Express the data below as a JSON list of strings, with one string per line and blank lines omitted.

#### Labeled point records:
= = =

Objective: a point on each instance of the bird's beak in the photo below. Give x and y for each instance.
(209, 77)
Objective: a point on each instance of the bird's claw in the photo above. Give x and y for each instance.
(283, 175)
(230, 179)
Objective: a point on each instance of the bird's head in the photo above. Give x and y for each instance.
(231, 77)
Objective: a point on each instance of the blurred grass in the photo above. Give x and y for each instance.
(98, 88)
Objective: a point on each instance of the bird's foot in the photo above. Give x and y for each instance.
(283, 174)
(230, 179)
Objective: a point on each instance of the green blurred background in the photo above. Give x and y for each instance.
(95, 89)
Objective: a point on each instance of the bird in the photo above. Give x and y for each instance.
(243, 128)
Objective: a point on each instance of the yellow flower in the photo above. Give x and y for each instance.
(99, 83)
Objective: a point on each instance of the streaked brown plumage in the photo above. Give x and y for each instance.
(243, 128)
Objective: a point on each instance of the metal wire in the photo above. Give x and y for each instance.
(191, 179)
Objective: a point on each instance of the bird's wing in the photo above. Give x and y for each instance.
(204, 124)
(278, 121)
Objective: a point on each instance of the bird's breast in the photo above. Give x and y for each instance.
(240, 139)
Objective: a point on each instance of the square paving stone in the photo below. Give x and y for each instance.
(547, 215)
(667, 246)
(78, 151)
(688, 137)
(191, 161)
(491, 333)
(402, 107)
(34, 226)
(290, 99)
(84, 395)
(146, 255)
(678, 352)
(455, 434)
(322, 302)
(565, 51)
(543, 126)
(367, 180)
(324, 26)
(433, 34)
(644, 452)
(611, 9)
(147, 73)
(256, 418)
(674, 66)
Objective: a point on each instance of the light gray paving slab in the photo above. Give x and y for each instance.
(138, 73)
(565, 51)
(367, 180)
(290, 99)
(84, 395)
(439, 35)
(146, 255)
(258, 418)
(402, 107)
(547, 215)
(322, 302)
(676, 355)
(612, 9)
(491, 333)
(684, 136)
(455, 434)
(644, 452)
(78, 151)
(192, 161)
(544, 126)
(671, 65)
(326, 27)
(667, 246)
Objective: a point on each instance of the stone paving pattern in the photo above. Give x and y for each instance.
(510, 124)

= = =

#### Written answer:
[
  "Objective: a point on each instance of the bird's beak in the photo below. Give x and y for each instance.",
  "(209, 77)",
  "Objective: a point on each instance of the bird's claw in the photo above. Give x and y for each instance.",
  "(283, 175)",
  "(230, 179)",
  "Objective: a point on each instance of the bird's head in the photo above. Give x and y for each instance.",
  "(231, 77)",
  "Objective: a point on each instance of the blurred grass in the photo above. Give x and y for each instance.",
  "(98, 88)",
  "Objective: a point on each instance of the bird's foot in the photo above. Give x and y for each instance.",
  "(283, 174)",
  "(230, 179)",
  "Objective: a point on each instance of the green blurred background in the photo above. Give x and y for each instance.",
  "(95, 89)",
  "Objective: a point on each instance of the bird in the photo above. Give x and y for each instance.",
  "(243, 128)",
  "Objective: a point on each instance of the yellow flower in the photo above. Give x and y for each instance.",
  "(99, 83)",
  "Objective: a point on each instance of the streaked brown plumage in the photo above. Give x and y for each instance.",
  "(243, 128)",
  "Objective: a point on each instance of the metal wire in the photo above. Give x and y for each instance.",
  "(191, 179)",
  "Objective: a point on each instance of the bird's wing in the photo above. Give x and y for each instance.",
  "(204, 124)",
  "(278, 121)",
  "Objective: a point on each instance of the bird's breast in the photo above. Give x and y for each instance.",
  "(240, 139)",
  "Objective: a point on each instance of the square paving stone in the photo below. Give x and y for each instance.",
  "(547, 215)",
  "(667, 246)",
  "(78, 151)",
  "(688, 137)",
  "(191, 161)",
  "(491, 333)",
  "(402, 107)",
  "(34, 226)",
  "(290, 99)",
  "(84, 395)",
  "(146, 255)",
  "(678, 352)",
  "(455, 434)",
  "(322, 302)",
  "(565, 51)",
  "(543, 126)",
  "(367, 180)",
  "(324, 26)",
  "(433, 34)",
  "(644, 452)",
  "(611, 9)",
  "(147, 73)",
  "(256, 418)",
  "(674, 66)",
  "Objective: a point on each instance of the light gray paving slab in the photo above. Give x and y for each instance.",
  "(138, 73)",
  "(565, 51)",
  "(367, 180)",
  "(290, 99)",
  "(84, 395)",
  "(439, 35)",
  "(146, 255)",
  "(258, 418)",
  "(402, 107)",
  "(547, 215)",
  "(322, 302)",
  "(676, 355)",
  "(612, 9)",
  "(491, 333)",
  "(684, 136)",
  "(455, 434)",
  "(644, 452)",
  "(78, 151)",
  "(192, 161)",
  "(544, 126)",
  "(671, 65)",
  "(326, 27)",
  "(667, 246)",
  "Objective: a point on each instance of the stone paving pattern in the photo above. Give x and y for each instance.",
  "(510, 124)"
]